## Request
Resume the mailing-list message comparing IMAP servers, continuing from the point at which it stops.
──────── Passage to read
On Mon, Jun 06, 2005 at 02:55:55AM -0500, Steve Block wrote:
> On Mon, Jun 06, 2005 at 02:20:40AM -0400, Roberto C. Sanchez wrote:
> >Short summary of popular IMAP servers:
> >server          why you would use it
> >------          --------------------
> >UW IMAP         You are a masochist
> >Cyrus IMAP      You need *serious* scalability (e.g., 100,000 users with
> >               accounts on 8 clustered servers using Cyrus Murder)
> >               You want to virtual host or setup mail accounts without
> >               requiring a corresponding shell account
> >Courier IMAP    You want low maint/like Maildir
> >Dovecot         New kid on the block; you like living on the edge
> 
> I highly and heartily recommend cyrus. 20,000 messages in a folder?
> 30,000? More (debian-user archive, anyone)? Want the server to handle
> sorting your mail for you? Thanks to Debian it's pretty easy to set up,
> and getting postfix to talk to it is cake.
> 
Funny that you mention that.  While those are all nice things, if you
are not a full-time admin, maintaing a Cyrus installation for more than
a couple of users gets to be a real pain.  That said, if you are an ISP
with a bunch of admins running around, the scalability is especially
nice.  I have seen posting to newsgroups and such on the net where
people mention Murder clusters serving in excess of 250,000 users.
────────────────
──────── Record set
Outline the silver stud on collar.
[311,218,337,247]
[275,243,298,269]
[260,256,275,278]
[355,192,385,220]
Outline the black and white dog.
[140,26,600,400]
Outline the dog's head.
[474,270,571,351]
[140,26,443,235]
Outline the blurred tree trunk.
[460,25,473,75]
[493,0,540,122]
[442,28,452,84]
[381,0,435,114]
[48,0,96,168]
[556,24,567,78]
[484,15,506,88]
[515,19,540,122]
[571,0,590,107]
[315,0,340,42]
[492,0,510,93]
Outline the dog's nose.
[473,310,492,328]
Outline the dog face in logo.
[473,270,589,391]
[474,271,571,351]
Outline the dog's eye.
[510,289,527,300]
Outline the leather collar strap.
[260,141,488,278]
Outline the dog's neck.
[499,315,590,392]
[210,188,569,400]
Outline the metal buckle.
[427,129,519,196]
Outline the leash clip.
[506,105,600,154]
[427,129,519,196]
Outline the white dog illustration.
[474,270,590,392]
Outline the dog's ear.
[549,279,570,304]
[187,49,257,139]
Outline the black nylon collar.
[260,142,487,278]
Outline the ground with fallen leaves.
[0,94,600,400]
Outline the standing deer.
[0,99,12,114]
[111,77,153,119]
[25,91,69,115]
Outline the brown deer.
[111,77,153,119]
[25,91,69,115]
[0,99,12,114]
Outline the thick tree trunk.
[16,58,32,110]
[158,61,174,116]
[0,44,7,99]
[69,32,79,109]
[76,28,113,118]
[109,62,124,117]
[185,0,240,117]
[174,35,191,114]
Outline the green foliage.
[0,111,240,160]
────────────────
──────── Record set
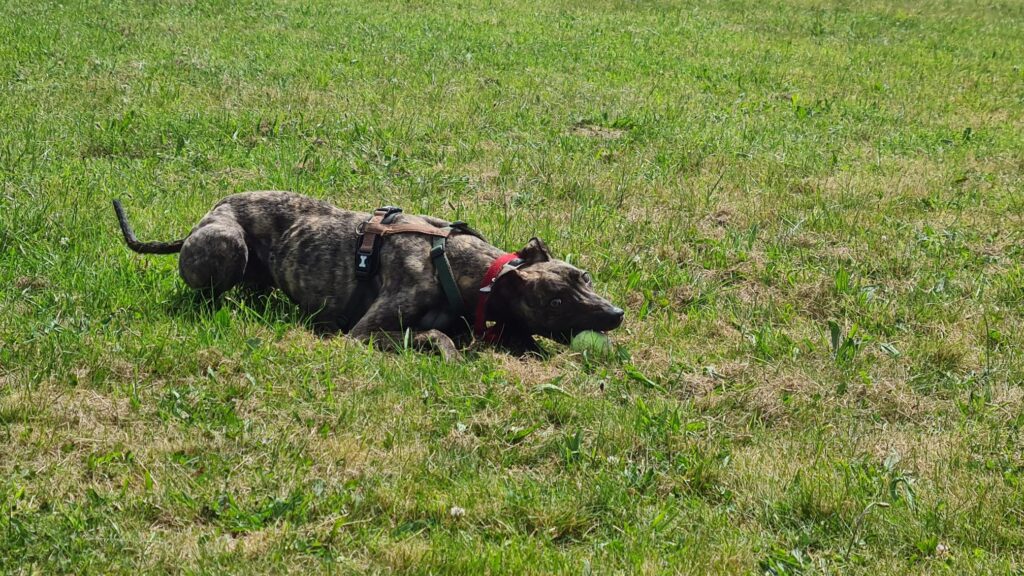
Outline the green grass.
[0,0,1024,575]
────────────────
──────── Record set
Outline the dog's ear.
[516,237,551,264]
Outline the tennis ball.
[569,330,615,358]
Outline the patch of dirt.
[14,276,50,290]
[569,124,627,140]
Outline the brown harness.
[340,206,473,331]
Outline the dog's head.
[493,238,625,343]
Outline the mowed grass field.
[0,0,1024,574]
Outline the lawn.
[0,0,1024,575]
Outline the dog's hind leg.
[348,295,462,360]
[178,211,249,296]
────────────────
## The reply
I originally picked it for my server because it was an old machine and I
was worried about corruption or hardware failure and I didn't want a
large mbox file getting trashed.  To me, the really nicest feature of
Cyrus is the duplicate delivery elimination.  Until I switched to
Courier last month, I had forgotten that people actually CC list mail.
Cyrus does it by keeping a database of (I think) hashes of messages
received within a certain time frame.  Dupes are discarded.  This is
done primarily to stop floods from messages that are caught in loops
with MTAs or whatever, but it also works with getting the same message
muiltiple times on multiple mailing lists/CCs.

> I also never liked both local and IMAP access to the same mail store.
> It just seems dangerous to me. The fact that cyrus uses it's own mail
> store that is not directly accessible is to me a feature. It also lets
> users make filtering rules without understanding a rule writing language
> thanks to sieve and the avelsieve plugin for squirrelmail.
> 
To a degree yes.  I found the mailfilter rules I started using with
Courier to be more flexible.  However, I wouldn't expect a newbie to
deal well with it.

> It may seem excessive if you're the only user, but it works so well that
> if you're going to run your own IMAP server anyways it may as well be
> cyrus.
> 
Thankfully, the newer versions in Sarge are pretty good.  I know that
the version of Cyrus with Woody was absolutely attrociously old and
finding anyone to help with problems with it or even docs about it was
nigh impossible.

> I did use Dovecot briefly to access a massive email archive from several
> years ago. It was in maildir format and I wanted to move the entire
> contents to my cyrus store. Worked fine then, and if you like maildir it
> sure was easier to deal with than Courier (we didn't get along).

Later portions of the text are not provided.